*Records for the exercise*:
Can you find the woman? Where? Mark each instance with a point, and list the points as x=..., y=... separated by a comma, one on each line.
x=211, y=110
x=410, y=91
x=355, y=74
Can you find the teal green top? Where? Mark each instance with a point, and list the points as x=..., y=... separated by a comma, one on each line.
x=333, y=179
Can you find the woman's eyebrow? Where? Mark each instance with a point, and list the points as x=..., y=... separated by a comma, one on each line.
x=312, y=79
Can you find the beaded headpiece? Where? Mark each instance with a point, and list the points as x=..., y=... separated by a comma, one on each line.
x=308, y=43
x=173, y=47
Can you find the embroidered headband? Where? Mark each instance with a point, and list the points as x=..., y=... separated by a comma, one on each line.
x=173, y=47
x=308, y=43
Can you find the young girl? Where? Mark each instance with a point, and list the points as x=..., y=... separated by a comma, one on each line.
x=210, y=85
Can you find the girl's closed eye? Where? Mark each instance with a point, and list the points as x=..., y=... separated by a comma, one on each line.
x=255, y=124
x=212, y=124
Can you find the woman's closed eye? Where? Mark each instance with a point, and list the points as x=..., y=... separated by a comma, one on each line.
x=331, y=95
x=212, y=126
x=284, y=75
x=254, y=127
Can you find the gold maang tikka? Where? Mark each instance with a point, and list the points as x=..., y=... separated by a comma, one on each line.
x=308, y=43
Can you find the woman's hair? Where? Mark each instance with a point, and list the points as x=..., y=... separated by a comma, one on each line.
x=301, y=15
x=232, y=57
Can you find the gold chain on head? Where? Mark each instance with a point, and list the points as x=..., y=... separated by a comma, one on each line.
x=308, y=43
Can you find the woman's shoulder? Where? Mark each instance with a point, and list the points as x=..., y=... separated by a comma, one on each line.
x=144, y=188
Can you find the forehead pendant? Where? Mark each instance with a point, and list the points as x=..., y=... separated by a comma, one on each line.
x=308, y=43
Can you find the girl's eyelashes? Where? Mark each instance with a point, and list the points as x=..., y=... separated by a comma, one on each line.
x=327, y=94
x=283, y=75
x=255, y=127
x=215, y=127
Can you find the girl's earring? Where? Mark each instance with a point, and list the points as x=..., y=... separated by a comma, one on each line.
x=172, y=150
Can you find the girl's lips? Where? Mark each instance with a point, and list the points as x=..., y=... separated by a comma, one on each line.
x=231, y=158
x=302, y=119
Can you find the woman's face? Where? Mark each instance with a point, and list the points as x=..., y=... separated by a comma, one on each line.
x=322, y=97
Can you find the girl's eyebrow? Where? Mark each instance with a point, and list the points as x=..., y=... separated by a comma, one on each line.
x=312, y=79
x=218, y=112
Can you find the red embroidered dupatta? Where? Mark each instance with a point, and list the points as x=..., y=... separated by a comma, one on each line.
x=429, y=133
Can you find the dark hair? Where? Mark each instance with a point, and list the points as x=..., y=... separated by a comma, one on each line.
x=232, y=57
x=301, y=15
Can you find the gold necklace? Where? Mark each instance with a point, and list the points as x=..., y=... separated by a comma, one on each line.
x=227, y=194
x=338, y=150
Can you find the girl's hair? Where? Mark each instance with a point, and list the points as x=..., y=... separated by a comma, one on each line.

*Given request*: Can you write out the rows again, from the line with "Can you find the gold necklace?" up to and including the last line of the rows, renaming "Mark each instance" to "Label every instance" and leaving everything else unchanged?

*Result below*:
Can you find the gold necklace? Where? Label every instance with a point, and list the points as x=..., y=... separated by a comma, one on each line.
x=227, y=194
x=338, y=150
Can you find the girl's hair? Where? Label every instance with a point, and list the points as x=..., y=... separated by a comma, one on each line.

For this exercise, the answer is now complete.